:: Using the information ::
- a) According to the exhibition announcement, where did Leslie Hinton earn her MFA?
- b) Check each statement against the exhibition announcement. Answer yes or no for each, and quote the words that settle it.
(i) The opening reception takes place on Friday, October 18.
(ii) Bob Trotman will show new paintings and monotypes.
(iii) Leslie Hinton studied in Taiwan in the spring of 2008.
- c) Write a continuation of the exhibition announcement that picks up after its final sentence.

Wednesday, October 2, 2013

CONDITIONS OF HUMANS: HINTON, TROTMAN & YAGHJIAN, Oct. 18 – Nov. 9, 2013

LESLIE HINTON – BOB TROTMAN – DAVID YAGHJIAN

October 18 – November 9, 2013

Opening Reception: Friday, October 18, 6 – 9 pm.

For a PREVIEW, Click Here.

For installation shots of the exhibition Click Here

Leslie Hinton, Soul Man, 2013, 
earthenware, underglazes and glazes, 
9 x 4 x 2.5 in., $450


Bob Trotman, Mrs. T, 2006, wood tempera, wax, 
steel, 22 x 20 x 23 in., $9,000


David Yaghjian, Yellow Tree, Red Neck, 2013,  
monotype  10 x 10 in., $500

           In its new, expanded space, if ART Gallery will present the exhibition Conditions of Humans: Leslie Hinton, Bob Trotman & David Yagjian, October 18 – November 9, 2013. The opening reception is Friday, October 18, 6 – 9 p.m.  Hinton, a recent addition to the gallery, will present new figurative ceramic sculptures; Trotman will show his quintessential figurative wooden sculptures; and Yaghjian, new paintings and monotypes. All three artists’ work is strongly figurative, exploring psychological, political, social and/or existential concerns.            
            San Antonio, Tex., artist Leslie Hinton (b.1983), a native of Tennessee, made her mark in Columbia between 2006 – 2009, when she completed an MFA at the University of South Carolina art department. Her MFA thesis exhibition was Luna Tic Tac Toe, a memorable spectacle at Gallery 80808/Vista Studios in Columbia. She holds a BFA from the University of Hawaii in Honolulu.
            Hinton creates outrageous and funny, intricate ceramic sculptures and drawings featuring figures and animals, often together, in fantastical situations that have a stream-of-consciousness quality. Since 2005, she has been in more than two dozen exhibitions in North and South Carolina, Georgia, Florida, California, Hawaii, and Taiwan, where in the spring of 2008 she studied at Tainan National University for the Arts.

:: Entries supplied ::
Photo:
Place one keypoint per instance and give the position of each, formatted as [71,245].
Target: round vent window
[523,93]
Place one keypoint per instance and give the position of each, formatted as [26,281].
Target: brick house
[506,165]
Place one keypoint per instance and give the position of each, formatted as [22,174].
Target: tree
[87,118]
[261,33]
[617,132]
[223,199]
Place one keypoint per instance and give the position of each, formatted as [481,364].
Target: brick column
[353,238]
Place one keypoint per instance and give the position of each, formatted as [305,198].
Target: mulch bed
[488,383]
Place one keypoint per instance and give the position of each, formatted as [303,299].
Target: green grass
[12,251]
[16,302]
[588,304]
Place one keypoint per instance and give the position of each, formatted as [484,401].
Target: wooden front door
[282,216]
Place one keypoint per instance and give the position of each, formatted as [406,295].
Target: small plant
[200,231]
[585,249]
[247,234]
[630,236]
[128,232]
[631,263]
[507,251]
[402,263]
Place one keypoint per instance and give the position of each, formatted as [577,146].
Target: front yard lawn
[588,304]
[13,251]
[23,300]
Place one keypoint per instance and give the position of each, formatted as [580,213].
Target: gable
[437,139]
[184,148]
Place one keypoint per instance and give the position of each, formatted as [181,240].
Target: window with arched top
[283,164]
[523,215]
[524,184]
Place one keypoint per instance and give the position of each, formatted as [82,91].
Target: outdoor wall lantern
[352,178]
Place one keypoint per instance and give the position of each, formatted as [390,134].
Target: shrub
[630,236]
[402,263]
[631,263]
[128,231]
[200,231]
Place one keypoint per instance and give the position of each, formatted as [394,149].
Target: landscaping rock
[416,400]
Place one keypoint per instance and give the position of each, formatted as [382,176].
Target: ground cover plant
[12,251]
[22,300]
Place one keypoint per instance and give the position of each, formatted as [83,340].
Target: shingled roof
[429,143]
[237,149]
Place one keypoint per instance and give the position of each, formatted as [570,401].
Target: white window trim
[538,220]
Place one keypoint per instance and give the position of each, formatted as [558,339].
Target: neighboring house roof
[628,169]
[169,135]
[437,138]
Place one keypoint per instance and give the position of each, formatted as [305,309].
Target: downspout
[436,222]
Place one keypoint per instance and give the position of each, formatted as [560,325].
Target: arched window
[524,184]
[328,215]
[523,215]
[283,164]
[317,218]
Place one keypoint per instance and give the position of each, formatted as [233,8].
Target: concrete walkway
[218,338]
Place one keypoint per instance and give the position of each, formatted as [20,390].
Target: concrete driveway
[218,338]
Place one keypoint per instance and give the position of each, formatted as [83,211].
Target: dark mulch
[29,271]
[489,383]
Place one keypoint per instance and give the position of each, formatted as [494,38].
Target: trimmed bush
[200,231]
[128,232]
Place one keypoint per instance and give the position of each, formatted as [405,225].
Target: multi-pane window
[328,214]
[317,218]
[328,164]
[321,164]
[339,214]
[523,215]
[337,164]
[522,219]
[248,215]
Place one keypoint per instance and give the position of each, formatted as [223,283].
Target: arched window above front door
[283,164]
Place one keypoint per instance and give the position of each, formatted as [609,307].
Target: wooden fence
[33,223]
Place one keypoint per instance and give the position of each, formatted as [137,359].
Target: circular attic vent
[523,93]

:: Answers by item number ::
- a) At the University of South Carolina art department.

- b)
(i) Yes: "Opening Reception: Friday, October 18, 6 – 9 pm."
(ii) No: "Trotman will show his quintessential figurative wooden sculptures"
(iii) Yes: "Taiwan, where in the spring of 2008 she studied at Tainan National University for the Arts"

- c)
            Casar, N.C., artist Bob Trotman (b. 1947) is among the South’s most prominent contemporary artist. The Winston-Salem, N.C., native is no stranger to Columbia, where he has had a solo exhibition at 701 Center for Contemporary Art and where the Columbia Museum of Art recently acquired two of his sculptures. Among the public collections that have his work are the Renwick Gallery, Smithsonian Institution in Washington, D.C., the Virginia Museum of Fine Arts in Richmond, the North Carolina Museum of Art in Raleigh, the Weatherspoon Museum of Art in Greensboro, N.C., the Mint Museum of Art in Charlotte, N.C., the Museum of Art of the Rhode Island School of Design in Providence and the Museum of Art and Design in New York City.
            Trotman wooden, figurative sculptures explore the human body as a medium for thoughts and feelings through poses, dress, gestures, facial expressions, disposition, etc. “I am most interested in expressions of alienation,” Trotman says, “alienation of the self from society, from the physical environment, and even of the self from itself.”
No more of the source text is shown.